*** Extrait

11 Une fois adoptée la décision 97/803, Emesa a saisi le président de l'Arrondissementsrechtbank te 's-Gravenhage de la demande de mesures provisoires qui a donné lieu à la présente affaire. L'objet de cette demande était d'interdire à l'État d'appliquer au sucre d'Emesa de nouveaux droits ou taxes à l'importation, d'interdire en outre au Hoofdproductschap voor Akkerbouwproducten (ci-après le «HPA») de refuser de délivrer des licences d'importation pour ce même produit et, finalement, d'interdire à Aruba de refuser à Emesa la délivrance des certificats EUR.1 correspondants. Les certificats EUR.1 sont des documents de circulation de marchandises délivrés par les autorités douanières des PTOM pour attester l'origine des produits (9).

Néanmoins, dans l'ordonnance de renvoi elle-même, le juge néerlandais a déclaré la demande irrecevable, faute de compétence matérielle de sa part, dans la mesure où elle était dirigée contre l'État néerlandais (Staat der Nederlanden) et le HPA, et il ne l'a considérée comme recevable qu'en ce qui concerne Aruba. Par suite, l'objet de la procédure au principal se limite à la demande d'Emesa - accueillie dans la même ordonnance - visant à obtenir que le juge interdise aux autorités compétentes de l'île d'Aruba de refuser de délivrer le certificat EUR.1 pour le sucre produit par la partie demanderesse, au motif que ce refus n'aurait pas été possible sous l'empire de la décision 91/482.

III - Les questions préjudicielles

12 Dans ce contexte, le président de l'Arrondissementsrechtbank a décidé de saisir la Cour de justice des Communautés européennes des questions préjudicielles suivantes:

«1) La révision à mi-parcours de la décision d'association, au 1er décembre 1997, par décision 97/803/CE du Conseil, du 24 novembre 1997 (JO 1997, L 329, p. 50) - plus particulièrement l'article 108 ter, paragraphe 1, ainsi que la suppression du `milling' comme mode de transformation retenu pour l'origine, qu'elle comporte - est-elle bel et bien proportionnelle?

2. Est-il admissible que ladite décision du Conseil - plus particulièrement l'article 108 ter, paragraphe 1, ainsi que la suppression du `milling' comme mode de transformation retenu pour l'origine, qu'elle comporte - aille dans ses effets restrictifs (nettement) au-delà de ce qui aurait été possible en recourant à des mesures de sauvegarde au titre de l'article 109 de la décision d'association?

******
*** Données enregistrées

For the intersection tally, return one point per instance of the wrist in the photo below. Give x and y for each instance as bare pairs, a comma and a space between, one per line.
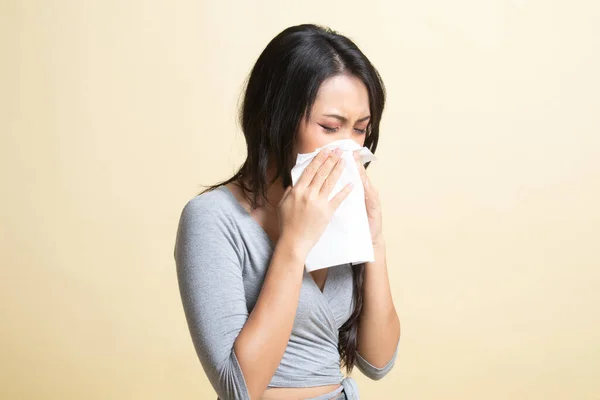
292, 248
378, 242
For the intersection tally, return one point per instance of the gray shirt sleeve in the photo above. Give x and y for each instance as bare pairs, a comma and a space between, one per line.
209, 272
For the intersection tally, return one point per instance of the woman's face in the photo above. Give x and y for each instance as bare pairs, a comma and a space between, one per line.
340, 111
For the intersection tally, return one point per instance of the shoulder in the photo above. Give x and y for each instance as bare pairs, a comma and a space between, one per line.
210, 204
208, 211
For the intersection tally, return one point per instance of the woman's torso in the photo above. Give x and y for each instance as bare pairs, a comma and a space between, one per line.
325, 304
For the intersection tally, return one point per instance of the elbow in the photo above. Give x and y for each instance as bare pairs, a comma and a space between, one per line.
372, 372
228, 380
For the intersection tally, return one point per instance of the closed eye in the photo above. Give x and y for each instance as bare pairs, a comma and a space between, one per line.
328, 129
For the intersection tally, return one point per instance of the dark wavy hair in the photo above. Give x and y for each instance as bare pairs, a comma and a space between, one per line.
280, 90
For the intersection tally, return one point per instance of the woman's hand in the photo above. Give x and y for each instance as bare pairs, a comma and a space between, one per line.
372, 204
304, 210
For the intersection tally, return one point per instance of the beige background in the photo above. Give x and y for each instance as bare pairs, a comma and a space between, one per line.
113, 113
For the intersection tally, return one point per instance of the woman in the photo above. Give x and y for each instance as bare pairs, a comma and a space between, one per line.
262, 326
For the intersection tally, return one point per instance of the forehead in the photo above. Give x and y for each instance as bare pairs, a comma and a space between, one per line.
344, 94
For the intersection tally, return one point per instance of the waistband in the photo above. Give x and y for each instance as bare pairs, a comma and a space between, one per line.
349, 386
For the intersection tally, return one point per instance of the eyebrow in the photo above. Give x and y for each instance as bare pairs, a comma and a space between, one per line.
344, 119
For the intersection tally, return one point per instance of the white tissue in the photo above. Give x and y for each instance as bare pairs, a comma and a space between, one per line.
347, 238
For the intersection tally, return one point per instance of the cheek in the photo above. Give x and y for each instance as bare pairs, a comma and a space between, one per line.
310, 138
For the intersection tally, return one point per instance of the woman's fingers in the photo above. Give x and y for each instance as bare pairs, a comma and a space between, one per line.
333, 177
341, 196
324, 172
361, 169
311, 169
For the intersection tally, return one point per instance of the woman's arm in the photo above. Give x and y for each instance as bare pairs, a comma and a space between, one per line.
379, 325
261, 344
239, 352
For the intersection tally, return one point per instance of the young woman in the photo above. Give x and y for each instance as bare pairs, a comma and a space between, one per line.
262, 326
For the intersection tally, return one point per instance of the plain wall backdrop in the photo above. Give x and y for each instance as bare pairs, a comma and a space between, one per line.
112, 113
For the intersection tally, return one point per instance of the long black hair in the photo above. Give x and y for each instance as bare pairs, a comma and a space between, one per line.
280, 90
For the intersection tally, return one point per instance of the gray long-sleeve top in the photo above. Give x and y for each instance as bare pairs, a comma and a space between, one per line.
222, 255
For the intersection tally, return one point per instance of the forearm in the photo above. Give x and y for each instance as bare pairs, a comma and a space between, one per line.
261, 343
379, 325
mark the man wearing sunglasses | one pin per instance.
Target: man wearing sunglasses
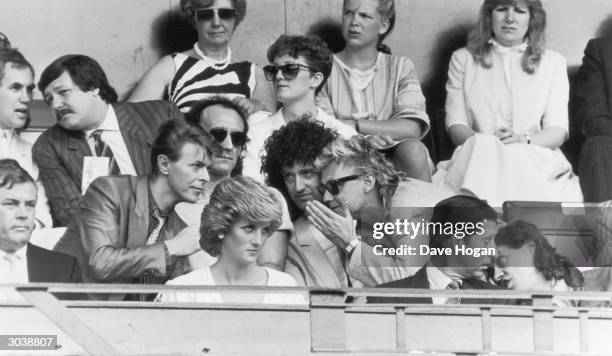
(358, 181)
(299, 67)
(288, 164)
(227, 123)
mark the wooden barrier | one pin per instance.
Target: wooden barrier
(327, 325)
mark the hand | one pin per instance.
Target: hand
(185, 243)
(508, 136)
(249, 105)
(380, 142)
(338, 229)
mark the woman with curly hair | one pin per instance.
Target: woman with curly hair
(376, 92)
(358, 181)
(298, 69)
(208, 68)
(527, 261)
(506, 110)
(239, 217)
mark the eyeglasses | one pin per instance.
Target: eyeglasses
(224, 14)
(289, 70)
(238, 138)
(333, 186)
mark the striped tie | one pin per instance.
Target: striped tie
(103, 150)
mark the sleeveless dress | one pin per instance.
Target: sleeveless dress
(196, 79)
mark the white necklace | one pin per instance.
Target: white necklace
(217, 64)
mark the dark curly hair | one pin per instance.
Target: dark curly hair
(299, 141)
(315, 51)
(545, 259)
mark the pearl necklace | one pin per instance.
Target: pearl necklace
(217, 64)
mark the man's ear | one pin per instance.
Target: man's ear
(369, 182)
(162, 163)
(316, 79)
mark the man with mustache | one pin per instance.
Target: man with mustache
(16, 89)
(20, 261)
(94, 135)
(126, 229)
(288, 165)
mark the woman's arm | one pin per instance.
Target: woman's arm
(154, 82)
(460, 133)
(264, 91)
(398, 129)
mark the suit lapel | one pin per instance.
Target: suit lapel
(39, 269)
(138, 222)
(77, 149)
(137, 143)
(314, 255)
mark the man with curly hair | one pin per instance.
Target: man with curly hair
(361, 184)
(288, 165)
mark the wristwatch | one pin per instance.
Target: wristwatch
(351, 246)
(356, 124)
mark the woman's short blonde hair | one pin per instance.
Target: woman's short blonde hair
(478, 40)
(189, 7)
(358, 152)
(232, 199)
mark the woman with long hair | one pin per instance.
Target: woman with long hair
(527, 261)
(506, 110)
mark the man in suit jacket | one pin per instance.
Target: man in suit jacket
(20, 261)
(126, 230)
(16, 87)
(312, 259)
(593, 102)
(455, 270)
(90, 124)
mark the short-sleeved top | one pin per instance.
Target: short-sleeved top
(196, 80)
(204, 277)
(486, 99)
(393, 92)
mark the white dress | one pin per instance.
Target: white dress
(505, 96)
(203, 277)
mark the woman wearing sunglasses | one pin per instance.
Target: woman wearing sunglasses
(377, 93)
(188, 76)
(239, 218)
(227, 123)
(359, 182)
(298, 69)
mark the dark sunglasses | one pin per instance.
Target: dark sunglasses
(209, 14)
(289, 70)
(333, 186)
(238, 138)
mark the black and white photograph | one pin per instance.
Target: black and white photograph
(306, 177)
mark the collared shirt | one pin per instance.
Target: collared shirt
(111, 135)
(438, 281)
(19, 274)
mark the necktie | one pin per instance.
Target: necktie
(454, 285)
(103, 150)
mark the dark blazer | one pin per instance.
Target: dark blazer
(420, 281)
(45, 266)
(59, 153)
(110, 234)
(592, 96)
(51, 266)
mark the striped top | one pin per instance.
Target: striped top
(196, 80)
(390, 90)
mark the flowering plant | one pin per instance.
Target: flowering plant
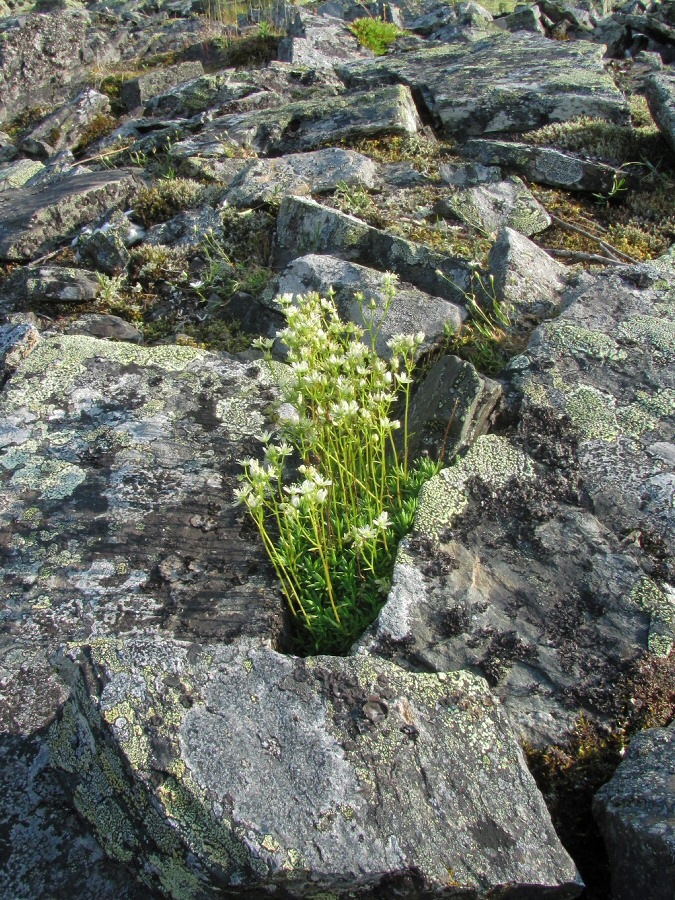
(332, 533)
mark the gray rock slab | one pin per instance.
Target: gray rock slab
(543, 560)
(636, 814)
(106, 327)
(411, 310)
(117, 465)
(305, 227)
(320, 171)
(526, 279)
(137, 91)
(16, 174)
(307, 124)
(452, 407)
(319, 42)
(239, 767)
(64, 127)
(57, 284)
(489, 207)
(17, 341)
(33, 221)
(660, 92)
(544, 165)
(500, 83)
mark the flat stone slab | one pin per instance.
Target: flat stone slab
(500, 83)
(410, 311)
(320, 171)
(544, 560)
(34, 221)
(489, 207)
(636, 814)
(305, 227)
(544, 165)
(660, 92)
(307, 124)
(222, 767)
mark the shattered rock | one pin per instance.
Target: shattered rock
(489, 207)
(410, 311)
(300, 174)
(304, 226)
(636, 814)
(264, 771)
(500, 83)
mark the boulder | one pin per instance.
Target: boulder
(307, 124)
(304, 226)
(318, 42)
(317, 172)
(636, 814)
(40, 59)
(543, 559)
(489, 207)
(33, 221)
(16, 174)
(452, 407)
(500, 83)
(526, 279)
(660, 90)
(410, 311)
(137, 91)
(236, 769)
(116, 476)
(106, 327)
(544, 165)
(64, 127)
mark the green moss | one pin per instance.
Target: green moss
(166, 199)
(375, 34)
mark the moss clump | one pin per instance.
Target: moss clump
(166, 199)
(375, 34)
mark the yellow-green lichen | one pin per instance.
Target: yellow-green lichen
(576, 340)
(648, 597)
(592, 414)
(492, 458)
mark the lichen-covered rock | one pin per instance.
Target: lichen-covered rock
(137, 91)
(117, 470)
(239, 770)
(636, 814)
(526, 279)
(318, 42)
(307, 124)
(544, 165)
(106, 327)
(660, 90)
(64, 127)
(410, 311)
(500, 83)
(489, 207)
(306, 227)
(320, 171)
(544, 560)
(451, 408)
(16, 174)
(35, 220)
(40, 58)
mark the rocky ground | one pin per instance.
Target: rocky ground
(503, 728)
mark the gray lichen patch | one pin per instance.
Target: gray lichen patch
(236, 766)
(492, 458)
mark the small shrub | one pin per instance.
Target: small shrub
(375, 34)
(166, 198)
(331, 535)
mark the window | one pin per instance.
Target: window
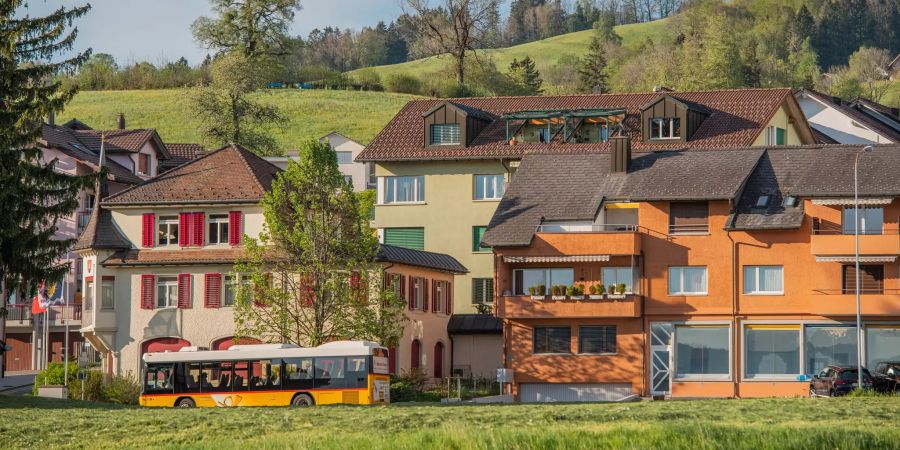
(345, 157)
(477, 234)
(488, 187)
(413, 238)
(701, 351)
(687, 280)
(829, 345)
(552, 340)
(882, 344)
(107, 298)
(167, 230)
(167, 292)
(775, 135)
(871, 220)
(871, 279)
(616, 275)
(665, 128)
(526, 278)
(772, 351)
(445, 134)
(218, 228)
(482, 290)
(597, 339)
(143, 164)
(688, 217)
(409, 189)
(763, 280)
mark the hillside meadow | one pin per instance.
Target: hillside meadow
(311, 113)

******

--- Objectif de la tâche ---
Réécrivez la partie de l'extrait qui s'ouvre sur les mots « III - Les questions » et se clôt sur « et bien proportionnelle? », en substituant « révision intermédiaire » à « révision à mi-parcours ».

--- Solution complète ---
III - Les questions préjudicielles

12 Dans ce contexte, le président de l'Arrondissementsrechtbank a décidé de saisir la Cour de justice des Communautés européennes des questions préjudicielles suivantes:

«1) La révision intermédiaire de la décision d'association, au 1er décembre 1997, par décision 97/803/CE du Conseil, du 24 novembre 1997 (JO 1997, L 329, p. 50) - plus particulièrement l'article 108 ter, paragraphe 1, ainsi que la suppression du `milling' comme mode de transformation retenu pour l'origine, qu'elle comporte - est-elle bel et bien proportionnelle?